▶ [Excerpted records]
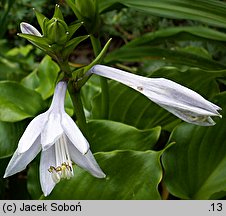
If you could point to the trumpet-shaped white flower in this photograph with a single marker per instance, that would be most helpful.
(177, 99)
(61, 142)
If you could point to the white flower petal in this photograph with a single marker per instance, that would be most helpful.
(74, 134)
(57, 104)
(87, 161)
(177, 99)
(19, 161)
(47, 160)
(26, 28)
(52, 130)
(167, 92)
(190, 117)
(31, 133)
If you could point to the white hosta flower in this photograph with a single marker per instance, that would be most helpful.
(27, 28)
(177, 99)
(61, 142)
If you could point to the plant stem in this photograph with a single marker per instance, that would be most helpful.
(103, 81)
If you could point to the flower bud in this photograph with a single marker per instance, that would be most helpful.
(57, 31)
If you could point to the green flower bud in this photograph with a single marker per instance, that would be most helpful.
(56, 30)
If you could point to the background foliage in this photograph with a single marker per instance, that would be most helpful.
(146, 152)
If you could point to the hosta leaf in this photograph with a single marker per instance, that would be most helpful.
(172, 57)
(195, 167)
(130, 175)
(10, 134)
(18, 102)
(122, 136)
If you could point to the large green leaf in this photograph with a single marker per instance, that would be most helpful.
(122, 136)
(211, 12)
(18, 102)
(130, 175)
(195, 167)
(130, 107)
(9, 137)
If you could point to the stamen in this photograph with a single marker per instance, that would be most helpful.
(63, 170)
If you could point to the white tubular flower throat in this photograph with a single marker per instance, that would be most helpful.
(60, 141)
(177, 99)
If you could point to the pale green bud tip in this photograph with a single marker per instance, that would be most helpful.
(26, 28)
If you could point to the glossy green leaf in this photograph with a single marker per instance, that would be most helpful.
(195, 167)
(10, 134)
(130, 175)
(47, 73)
(130, 107)
(211, 12)
(18, 102)
(122, 136)
(172, 57)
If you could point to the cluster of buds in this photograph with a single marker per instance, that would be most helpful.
(56, 37)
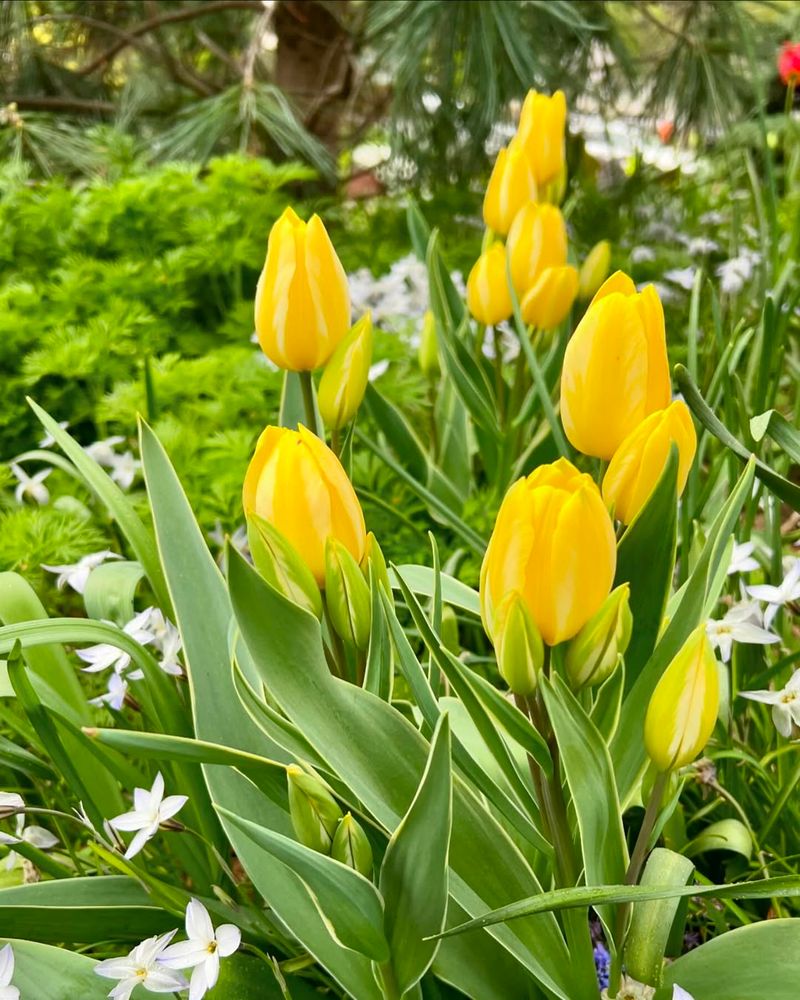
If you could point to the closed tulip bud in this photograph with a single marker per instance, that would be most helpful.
(537, 240)
(428, 355)
(548, 303)
(295, 482)
(302, 298)
(553, 543)
(373, 554)
(683, 708)
(281, 566)
(637, 464)
(594, 653)
(347, 595)
(351, 847)
(518, 645)
(540, 132)
(345, 378)
(488, 295)
(595, 269)
(615, 370)
(314, 812)
(511, 185)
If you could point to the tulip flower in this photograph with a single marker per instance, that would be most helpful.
(637, 464)
(345, 378)
(541, 133)
(537, 240)
(511, 186)
(683, 708)
(553, 543)
(488, 295)
(302, 307)
(295, 482)
(615, 370)
(594, 269)
(548, 303)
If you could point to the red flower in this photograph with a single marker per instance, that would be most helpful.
(789, 62)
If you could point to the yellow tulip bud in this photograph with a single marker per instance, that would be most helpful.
(594, 653)
(553, 542)
(295, 482)
(683, 708)
(537, 240)
(518, 645)
(548, 303)
(615, 370)
(541, 128)
(428, 355)
(639, 461)
(595, 269)
(302, 298)
(345, 378)
(488, 295)
(511, 185)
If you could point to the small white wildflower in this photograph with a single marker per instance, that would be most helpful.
(141, 968)
(785, 704)
(203, 950)
(150, 810)
(31, 486)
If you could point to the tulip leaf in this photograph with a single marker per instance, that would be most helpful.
(748, 963)
(342, 720)
(413, 879)
(590, 777)
(646, 560)
(203, 614)
(349, 904)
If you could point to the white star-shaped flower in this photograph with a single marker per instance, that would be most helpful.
(785, 704)
(31, 486)
(787, 591)
(150, 810)
(142, 968)
(203, 950)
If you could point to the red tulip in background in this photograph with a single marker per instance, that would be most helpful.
(789, 62)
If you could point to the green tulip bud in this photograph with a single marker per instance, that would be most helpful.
(594, 653)
(280, 564)
(428, 355)
(351, 847)
(344, 380)
(346, 595)
(518, 645)
(314, 812)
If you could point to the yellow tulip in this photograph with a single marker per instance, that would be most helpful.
(615, 370)
(488, 295)
(553, 543)
(302, 299)
(345, 378)
(683, 708)
(639, 461)
(541, 132)
(295, 482)
(537, 240)
(548, 303)
(511, 185)
(594, 269)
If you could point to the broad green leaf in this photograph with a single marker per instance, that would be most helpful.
(46, 973)
(118, 505)
(756, 962)
(413, 880)
(349, 904)
(82, 910)
(342, 721)
(203, 614)
(646, 560)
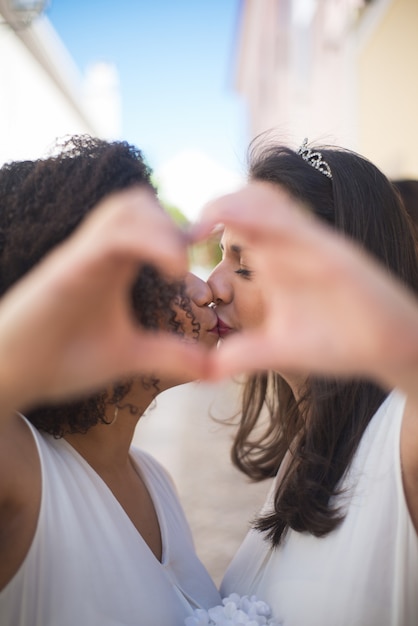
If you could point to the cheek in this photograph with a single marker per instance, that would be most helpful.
(250, 309)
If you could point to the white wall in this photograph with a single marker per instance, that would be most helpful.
(43, 96)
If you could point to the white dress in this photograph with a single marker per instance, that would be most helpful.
(89, 566)
(365, 573)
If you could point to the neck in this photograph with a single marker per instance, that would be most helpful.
(106, 446)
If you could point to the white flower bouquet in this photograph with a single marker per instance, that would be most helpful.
(235, 610)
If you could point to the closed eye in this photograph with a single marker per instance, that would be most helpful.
(244, 272)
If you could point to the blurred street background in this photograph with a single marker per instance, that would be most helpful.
(191, 83)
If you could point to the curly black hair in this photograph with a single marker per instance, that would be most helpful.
(41, 203)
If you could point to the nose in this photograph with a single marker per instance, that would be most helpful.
(220, 287)
(199, 291)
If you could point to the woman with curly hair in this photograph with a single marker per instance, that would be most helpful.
(91, 529)
(336, 542)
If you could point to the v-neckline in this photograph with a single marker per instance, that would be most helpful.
(149, 487)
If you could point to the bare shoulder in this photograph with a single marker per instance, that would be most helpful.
(20, 494)
(409, 457)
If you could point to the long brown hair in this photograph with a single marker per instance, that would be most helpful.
(324, 427)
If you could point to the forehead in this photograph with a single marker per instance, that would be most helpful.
(233, 242)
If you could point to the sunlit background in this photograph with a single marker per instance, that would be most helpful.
(191, 82)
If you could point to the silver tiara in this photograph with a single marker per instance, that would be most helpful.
(314, 159)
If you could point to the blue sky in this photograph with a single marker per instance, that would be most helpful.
(176, 64)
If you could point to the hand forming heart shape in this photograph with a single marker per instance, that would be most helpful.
(67, 327)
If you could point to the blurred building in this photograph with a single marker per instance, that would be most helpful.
(336, 71)
(42, 93)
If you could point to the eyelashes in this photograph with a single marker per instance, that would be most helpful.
(244, 272)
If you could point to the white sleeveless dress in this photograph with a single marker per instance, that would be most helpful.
(365, 573)
(89, 566)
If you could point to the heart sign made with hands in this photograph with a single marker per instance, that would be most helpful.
(327, 307)
(296, 297)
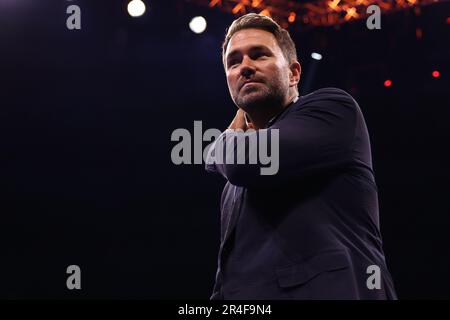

▶ [What is expected] A verbatim copy of every record is to be produced, and pictures are to be excluded from it.

▶ [Task result]
If you could point to the trumpet-shaped white flower in this photograph with a single marker per instance, that would be most helpful.
(177, 99)
(61, 142)
If you could point to the white flower petal in this photograph with a single marker per instance, that would be most helpful.
(74, 134)
(57, 104)
(87, 161)
(177, 99)
(19, 161)
(47, 160)
(26, 28)
(52, 130)
(167, 92)
(190, 117)
(31, 133)
If you could point to the white hosta flower in this photograph with a single marker per instance, that would be most helpful.
(27, 28)
(177, 99)
(61, 142)
If you could point to the plant stem in this photograph with a single marker per instance, that would be most helpful.
(103, 81)
If you could point to the flower bud in this photograph with a single marker per instance, that would be most helpful.
(57, 31)
If you could point to the green flower bud in this photograph with a single marker per instance, that would be most helpful.
(56, 30)
If you could point to the background foliage in this photograph with a single marker per instance, that would be most helpful.
(146, 152)
If you could point to the hosta leaf in this photograph with a single marker per instance, that would be most helpful.
(172, 57)
(195, 167)
(130, 175)
(10, 134)
(18, 102)
(122, 136)
If you could point to the large green leaf in this photograph with a single marker per instance, that would be most helpful.
(122, 136)
(211, 12)
(18, 102)
(130, 175)
(195, 167)
(130, 107)
(9, 137)
If you could point to the stamen in this photograph with a single marker per instance, that would be most helpful.
(63, 170)
If you could point to the white tubular flower throat in this photograph with a single marker per instance, that would be most helpful.
(60, 141)
(177, 99)
If you could point to the pale green bud tip in this photograph with a single marker per instance, that would be most helpful.
(26, 28)
If you could point to the glossy green leaf in this photograph with a single marker per instance, that would be most helpful.
(195, 167)
(10, 134)
(130, 175)
(47, 73)
(130, 107)
(211, 12)
(18, 102)
(122, 136)
(172, 57)
If you could point to the cluster of buds in this photograph with a single marker per instance, that would be most helpful.
(56, 37)
If you could point to the closed tulip bud in this photograph with a single marker per instance, that would be most helpful.
(537, 240)
(428, 355)
(548, 303)
(295, 482)
(302, 298)
(553, 543)
(373, 554)
(683, 708)
(281, 566)
(637, 464)
(594, 653)
(347, 595)
(351, 847)
(518, 645)
(540, 132)
(345, 378)
(488, 295)
(595, 269)
(615, 370)
(314, 812)
(511, 185)
If you could point to the tulip flower in this photograph with a single marker per instance, that would be most helpful.
(637, 464)
(345, 378)
(541, 133)
(537, 240)
(511, 186)
(683, 708)
(553, 543)
(488, 295)
(302, 307)
(295, 482)
(615, 370)
(594, 269)
(548, 303)
If you could point to the red flower in this photograph with a single marker per instance, that would be most helpful.
(789, 62)
If you could point to the yellow tulip bud in this photograph with a single marker per instance, that would be most helpful.
(594, 653)
(553, 542)
(295, 482)
(683, 708)
(537, 240)
(518, 645)
(548, 303)
(615, 370)
(541, 128)
(428, 355)
(639, 461)
(595, 269)
(302, 298)
(345, 378)
(488, 295)
(511, 185)
If you could point to the small white wildflower in this photograph with a single marker per instance, that would be most helpful.
(141, 968)
(785, 704)
(203, 950)
(150, 810)
(31, 486)
If you could point to the tulip leaf in this photograph with a single marker per instance, that would be most helpful.
(748, 963)
(342, 720)
(413, 879)
(590, 777)
(646, 560)
(203, 614)
(349, 904)
If you could point to the white star-shaped flower in this photograph with a single marker per instance, that would be most helpful.
(785, 704)
(31, 486)
(787, 591)
(150, 810)
(142, 968)
(203, 950)
If you could point to the red tulip in background in this photograph with a single marker per instance, that would be most helpful.
(789, 62)
If you could point to the green tulip bud in this photograph with a single marker per instance, that would be most helpful.
(594, 653)
(280, 564)
(428, 355)
(351, 847)
(344, 380)
(346, 595)
(518, 645)
(314, 812)
If you could point to the yellow tulip in this photograph with a single marker per instance, that would be most helpful.
(615, 370)
(488, 295)
(553, 543)
(302, 299)
(345, 378)
(683, 708)
(639, 461)
(541, 132)
(295, 482)
(537, 240)
(548, 303)
(511, 185)
(594, 269)
If you could point to the broad green leaf in this photograph with a single marker per instance, that would be most helpful.
(46, 973)
(118, 505)
(756, 962)
(413, 880)
(349, 904)
(82, 910)
(342, 721)
(203, 614)
(646, 560)
If you could point to the cheek in this photograph with a single marker per instance, that would be most helpful.
(250, 309)
If you could point to the white wall in this photograph with a single marker per instance, that would be most helpful.
(43, 96)
If you could point to the white dress in this photograph with a single marker per instance, that would be most helpful.
(89, 566)
(365, 573)
If you could point to the neck in this photograph with a single marker per instance, that would be most helpful.
(106, 446)
If you could point to the white flower bouquet in this photograph with a single marker per instance, that would be most helpful.
(235, 610)
If you could point to the closed eye in this photograph with a single marker per instance, that would be most helpful.
(244, 272)
If you could point to the blurred street background in this photograph with a single marker per instance, that would be most helpful.
(191, 83)
If you could point to the curly black hair in this photograph with a single marker per instance, that would be most helpful.
(41, 203)
If you could point to the nose in this photograph with a single marker per instance, that would be most helpful.
(220, 287)
(199, 291)
If you could point to the woman with curly hair in this photograph with a single marker per instance, that would be most helpful.
(91, 529)
(336, 542)
If you could point to the v-neckline in this photograph with a single marker per instance, that would be most helpful.
(149, 487)
If you could point to the bare shoulder in this photograph with a single marker per instance, that would be most helpful.
(20, 494)
(409, 457)
If you could point to the long brown hair in this photograph with a single marker per instance, that would be most helpful.
(324, 427)
If you could point to the forehead in this photograph with a single marker per instance, that would be most helpful.
(233, 242)
If you could point to the sunlit background in this photograph with a single marker per instance, that would be most helpful.
(191, 82)
If you could point to the silver tiara in this photograph with a single marker per instance, that would be most helpful.
(314, 159)
If you could point to the blue sky in this photograph with a single marker per instance, that would be most helpful.
(176, 64)
If you could point to the hand forming heart shape in this photograph with a single marker per instance, that would be most helpful.
(67, 327)
If you could point to the blurred building in this photograph with a single marker per instance, that would be most helpful.
(336, 71)
(42, 93)
If you could point to the eyelashes in this photograph with a single marker per instance, that would be most helpful.
(244, 272)
If you could point to the white sleeveless dress in this photograph with a single marker per instance, that would be most helpful.
(365, 573)
(89, 566)
If you could point to the heart sign made with hands in this photograph with a single marker per instance, that would be most helpful.
(327, 307)
(296, 297)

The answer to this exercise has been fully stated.